## start Data shown

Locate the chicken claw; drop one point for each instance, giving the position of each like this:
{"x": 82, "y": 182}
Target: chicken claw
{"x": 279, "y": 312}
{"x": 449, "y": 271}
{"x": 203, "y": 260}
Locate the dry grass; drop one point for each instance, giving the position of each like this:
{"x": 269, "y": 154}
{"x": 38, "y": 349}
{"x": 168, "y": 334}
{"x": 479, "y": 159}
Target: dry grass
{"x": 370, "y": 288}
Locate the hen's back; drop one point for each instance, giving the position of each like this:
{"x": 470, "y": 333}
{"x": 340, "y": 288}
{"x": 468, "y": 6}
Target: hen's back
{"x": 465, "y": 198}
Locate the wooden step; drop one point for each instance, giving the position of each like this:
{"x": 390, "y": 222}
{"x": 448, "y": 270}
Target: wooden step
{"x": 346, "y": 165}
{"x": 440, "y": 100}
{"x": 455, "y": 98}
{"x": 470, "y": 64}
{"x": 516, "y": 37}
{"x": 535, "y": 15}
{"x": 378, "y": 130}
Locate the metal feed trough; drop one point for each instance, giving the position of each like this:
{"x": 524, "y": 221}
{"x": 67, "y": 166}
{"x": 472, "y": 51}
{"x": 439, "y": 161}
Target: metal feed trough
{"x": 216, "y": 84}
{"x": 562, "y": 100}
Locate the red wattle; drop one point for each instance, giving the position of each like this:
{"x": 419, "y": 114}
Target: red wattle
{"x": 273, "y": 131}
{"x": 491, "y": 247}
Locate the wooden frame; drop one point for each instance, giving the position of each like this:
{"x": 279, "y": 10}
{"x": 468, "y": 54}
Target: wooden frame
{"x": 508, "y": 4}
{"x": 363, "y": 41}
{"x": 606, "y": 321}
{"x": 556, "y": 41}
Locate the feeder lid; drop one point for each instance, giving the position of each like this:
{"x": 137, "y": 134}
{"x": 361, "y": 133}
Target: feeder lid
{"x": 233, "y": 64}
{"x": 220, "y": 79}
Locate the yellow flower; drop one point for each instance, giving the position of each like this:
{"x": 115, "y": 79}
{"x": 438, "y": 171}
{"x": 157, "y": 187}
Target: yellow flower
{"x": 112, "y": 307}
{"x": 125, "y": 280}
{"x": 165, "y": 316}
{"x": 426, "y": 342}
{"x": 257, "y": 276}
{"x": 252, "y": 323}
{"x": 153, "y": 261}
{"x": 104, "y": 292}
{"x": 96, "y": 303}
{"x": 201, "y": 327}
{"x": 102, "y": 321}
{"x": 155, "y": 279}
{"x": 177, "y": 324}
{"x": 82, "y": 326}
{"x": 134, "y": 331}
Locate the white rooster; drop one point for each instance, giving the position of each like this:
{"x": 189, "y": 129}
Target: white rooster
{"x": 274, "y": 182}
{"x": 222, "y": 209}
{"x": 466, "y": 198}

## end Data shown

--- Exercise details ---
Add 74 to each x and y coordinate listed under a "Target:" line, and write out every line in full, starting at the line that contains "Locate the feeder" and ending at the last line of the entries. Copy all other lines unchanged.

--- Exercise response ---
Locate the feeder lid; drop one point for each instance, giving the position of each like this:
{"x": 137, "y": 134}
{"x": 361, "y": 133}
Target: feeder lid
{"x": 307, "y": 138}
{"x": 294, "y": 153}
Locate the yellow flower; drop one point for each instance, giving the position of each like this:
{"x": 115, "y": 79}
{"x": 438, "y": 171}
{"x": 157, "y": 187}
Target: yellow flower
{"x": 186, "y": 381}
{"x": 199, "y": 354}
{"x": 239, "y": 390}
{"x": 500, "y": 416}
{"x": 331, "y": 350}
{"x": 326, "y": 397}
{"x": 227, "y": 335}
{"x": 178, "y": 366}
{"x": 170, "y": 377}
{"x": 275, "y": 401}
{"x": 176, "y": 395}
{"x": 229, "y": 353}
{"x": 251, "y": 398}
{"x": 156, "y": 400}
{"x": 208, "y": 405}
Locate the white rooster; drop one point for each instance, giving the position of each like this:
{"x": 189, "y": 129}
Target: white rooster
{"x": 348, "y": 256}
{"x": 296, "y": 283}
{"x": 540, "y": 272}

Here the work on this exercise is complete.